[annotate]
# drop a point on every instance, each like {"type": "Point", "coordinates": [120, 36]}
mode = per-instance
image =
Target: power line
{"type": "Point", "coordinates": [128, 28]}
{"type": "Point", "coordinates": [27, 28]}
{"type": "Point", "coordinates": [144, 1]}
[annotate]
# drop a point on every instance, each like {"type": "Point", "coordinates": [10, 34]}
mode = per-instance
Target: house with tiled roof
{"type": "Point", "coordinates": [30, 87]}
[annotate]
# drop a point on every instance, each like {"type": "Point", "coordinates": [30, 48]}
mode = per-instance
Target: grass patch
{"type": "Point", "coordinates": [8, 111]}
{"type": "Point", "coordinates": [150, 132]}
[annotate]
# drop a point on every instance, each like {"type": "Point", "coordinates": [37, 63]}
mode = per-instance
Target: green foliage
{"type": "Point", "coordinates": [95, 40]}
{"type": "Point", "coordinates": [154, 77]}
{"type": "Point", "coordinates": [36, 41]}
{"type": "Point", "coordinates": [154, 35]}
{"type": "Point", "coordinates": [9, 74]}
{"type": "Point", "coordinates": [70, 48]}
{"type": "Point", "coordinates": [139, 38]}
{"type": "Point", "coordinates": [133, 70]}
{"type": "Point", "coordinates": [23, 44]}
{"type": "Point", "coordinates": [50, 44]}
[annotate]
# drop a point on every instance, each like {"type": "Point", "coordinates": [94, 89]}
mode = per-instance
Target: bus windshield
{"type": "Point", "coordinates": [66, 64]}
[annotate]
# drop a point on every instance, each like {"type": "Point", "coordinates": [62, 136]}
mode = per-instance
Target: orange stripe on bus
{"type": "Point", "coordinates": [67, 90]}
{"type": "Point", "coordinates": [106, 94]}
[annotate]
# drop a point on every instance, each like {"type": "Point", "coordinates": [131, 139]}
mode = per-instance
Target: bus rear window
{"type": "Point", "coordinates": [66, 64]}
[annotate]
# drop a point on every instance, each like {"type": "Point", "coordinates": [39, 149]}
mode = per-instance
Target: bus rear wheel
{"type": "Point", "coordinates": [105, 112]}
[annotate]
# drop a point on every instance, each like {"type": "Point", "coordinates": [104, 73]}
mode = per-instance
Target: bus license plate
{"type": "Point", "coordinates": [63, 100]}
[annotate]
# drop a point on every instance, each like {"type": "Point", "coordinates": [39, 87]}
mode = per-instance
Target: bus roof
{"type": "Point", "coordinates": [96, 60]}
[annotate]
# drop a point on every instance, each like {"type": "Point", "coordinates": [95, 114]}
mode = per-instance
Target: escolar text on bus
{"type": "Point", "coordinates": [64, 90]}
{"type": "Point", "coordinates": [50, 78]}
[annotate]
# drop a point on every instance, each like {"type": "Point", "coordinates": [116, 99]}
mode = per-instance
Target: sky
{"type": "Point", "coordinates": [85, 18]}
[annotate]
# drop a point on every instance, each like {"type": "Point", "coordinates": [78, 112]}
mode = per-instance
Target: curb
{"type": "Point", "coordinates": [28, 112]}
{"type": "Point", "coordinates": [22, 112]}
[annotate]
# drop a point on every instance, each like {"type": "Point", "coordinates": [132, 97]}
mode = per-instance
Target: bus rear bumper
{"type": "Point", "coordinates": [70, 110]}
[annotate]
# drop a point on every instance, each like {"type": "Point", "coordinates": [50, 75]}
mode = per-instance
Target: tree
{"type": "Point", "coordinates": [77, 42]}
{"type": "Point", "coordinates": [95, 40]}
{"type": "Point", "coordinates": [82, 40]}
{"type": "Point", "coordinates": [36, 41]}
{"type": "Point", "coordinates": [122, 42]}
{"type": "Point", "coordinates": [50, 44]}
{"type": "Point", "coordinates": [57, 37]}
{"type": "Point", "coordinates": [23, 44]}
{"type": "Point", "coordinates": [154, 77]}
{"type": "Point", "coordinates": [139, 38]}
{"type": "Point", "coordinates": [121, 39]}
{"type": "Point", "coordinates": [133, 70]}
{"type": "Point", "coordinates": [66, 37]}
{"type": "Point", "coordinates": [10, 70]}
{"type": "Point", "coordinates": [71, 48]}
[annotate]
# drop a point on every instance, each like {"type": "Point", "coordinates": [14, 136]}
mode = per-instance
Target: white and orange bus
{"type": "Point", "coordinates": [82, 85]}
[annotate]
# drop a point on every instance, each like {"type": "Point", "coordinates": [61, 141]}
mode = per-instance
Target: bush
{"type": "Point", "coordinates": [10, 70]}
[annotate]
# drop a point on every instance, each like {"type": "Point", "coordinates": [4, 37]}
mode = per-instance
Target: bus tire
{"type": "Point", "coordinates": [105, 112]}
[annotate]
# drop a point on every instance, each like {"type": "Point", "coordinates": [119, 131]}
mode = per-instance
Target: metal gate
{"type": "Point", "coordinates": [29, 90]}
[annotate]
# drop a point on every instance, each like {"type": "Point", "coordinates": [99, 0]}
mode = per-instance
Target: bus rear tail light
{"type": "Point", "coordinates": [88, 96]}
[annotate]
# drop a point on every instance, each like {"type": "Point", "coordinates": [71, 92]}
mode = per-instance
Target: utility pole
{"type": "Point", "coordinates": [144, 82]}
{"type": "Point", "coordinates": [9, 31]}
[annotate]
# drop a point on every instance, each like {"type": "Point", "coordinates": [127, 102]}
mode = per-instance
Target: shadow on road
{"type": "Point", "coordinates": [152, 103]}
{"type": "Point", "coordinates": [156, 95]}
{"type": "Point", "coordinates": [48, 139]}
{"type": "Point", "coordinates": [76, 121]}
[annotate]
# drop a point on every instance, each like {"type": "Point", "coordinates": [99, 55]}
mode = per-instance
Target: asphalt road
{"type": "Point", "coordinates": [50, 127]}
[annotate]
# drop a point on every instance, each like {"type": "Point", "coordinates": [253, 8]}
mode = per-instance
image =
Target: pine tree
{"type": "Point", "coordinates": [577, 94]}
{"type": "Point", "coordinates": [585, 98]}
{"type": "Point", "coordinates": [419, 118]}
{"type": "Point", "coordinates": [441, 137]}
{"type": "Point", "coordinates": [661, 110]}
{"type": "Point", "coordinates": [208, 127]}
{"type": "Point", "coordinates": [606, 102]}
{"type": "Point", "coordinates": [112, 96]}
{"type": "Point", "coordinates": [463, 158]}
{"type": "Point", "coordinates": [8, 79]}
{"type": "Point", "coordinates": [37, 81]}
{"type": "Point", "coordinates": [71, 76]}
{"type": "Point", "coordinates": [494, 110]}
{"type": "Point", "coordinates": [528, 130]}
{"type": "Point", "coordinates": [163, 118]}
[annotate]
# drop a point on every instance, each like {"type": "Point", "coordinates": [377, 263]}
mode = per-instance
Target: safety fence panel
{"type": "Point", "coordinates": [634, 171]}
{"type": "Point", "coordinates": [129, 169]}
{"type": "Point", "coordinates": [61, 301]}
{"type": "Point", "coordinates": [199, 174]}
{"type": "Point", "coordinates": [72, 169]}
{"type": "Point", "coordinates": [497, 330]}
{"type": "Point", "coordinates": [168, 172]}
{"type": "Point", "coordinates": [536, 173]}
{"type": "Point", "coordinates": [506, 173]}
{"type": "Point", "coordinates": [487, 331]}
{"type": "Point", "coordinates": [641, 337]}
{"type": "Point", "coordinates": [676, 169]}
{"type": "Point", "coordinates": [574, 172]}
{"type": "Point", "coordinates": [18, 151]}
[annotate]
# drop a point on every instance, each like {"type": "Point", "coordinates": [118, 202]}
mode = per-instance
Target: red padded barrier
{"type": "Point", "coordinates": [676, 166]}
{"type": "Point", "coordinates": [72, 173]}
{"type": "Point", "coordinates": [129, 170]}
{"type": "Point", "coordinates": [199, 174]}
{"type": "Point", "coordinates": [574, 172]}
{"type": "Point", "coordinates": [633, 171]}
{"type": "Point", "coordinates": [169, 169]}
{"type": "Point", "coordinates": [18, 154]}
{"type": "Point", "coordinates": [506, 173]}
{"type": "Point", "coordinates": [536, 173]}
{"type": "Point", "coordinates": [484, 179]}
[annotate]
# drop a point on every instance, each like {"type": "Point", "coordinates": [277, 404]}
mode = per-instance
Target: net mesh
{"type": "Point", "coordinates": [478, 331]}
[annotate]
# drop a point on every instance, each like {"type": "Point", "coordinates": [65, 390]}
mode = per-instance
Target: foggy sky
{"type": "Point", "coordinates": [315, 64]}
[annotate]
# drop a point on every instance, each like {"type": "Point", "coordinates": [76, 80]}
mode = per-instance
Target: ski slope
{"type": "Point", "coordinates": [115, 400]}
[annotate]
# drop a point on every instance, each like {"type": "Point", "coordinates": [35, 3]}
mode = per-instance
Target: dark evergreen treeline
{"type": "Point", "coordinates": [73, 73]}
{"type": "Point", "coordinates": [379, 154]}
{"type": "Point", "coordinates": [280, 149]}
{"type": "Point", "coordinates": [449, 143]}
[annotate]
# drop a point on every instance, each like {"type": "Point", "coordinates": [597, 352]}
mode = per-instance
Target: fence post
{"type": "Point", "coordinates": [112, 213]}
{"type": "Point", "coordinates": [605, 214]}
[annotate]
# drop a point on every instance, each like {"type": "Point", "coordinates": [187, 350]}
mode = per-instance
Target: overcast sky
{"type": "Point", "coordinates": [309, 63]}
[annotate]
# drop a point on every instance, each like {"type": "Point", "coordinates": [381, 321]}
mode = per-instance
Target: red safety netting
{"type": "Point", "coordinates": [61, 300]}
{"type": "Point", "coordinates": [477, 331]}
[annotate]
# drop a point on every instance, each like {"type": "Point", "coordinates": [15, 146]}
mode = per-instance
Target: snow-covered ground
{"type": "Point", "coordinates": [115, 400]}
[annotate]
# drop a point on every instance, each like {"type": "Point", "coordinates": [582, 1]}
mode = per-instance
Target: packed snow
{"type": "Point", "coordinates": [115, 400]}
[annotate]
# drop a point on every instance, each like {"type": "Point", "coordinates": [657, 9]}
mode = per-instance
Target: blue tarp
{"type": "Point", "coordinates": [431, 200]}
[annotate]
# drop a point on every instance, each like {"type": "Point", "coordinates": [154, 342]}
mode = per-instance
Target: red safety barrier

**WHAT THE EXERCISE ASKS:** Count the lines in the listing that contain the word "orange". Reply with only the number.

**THE SOLUTION:** 2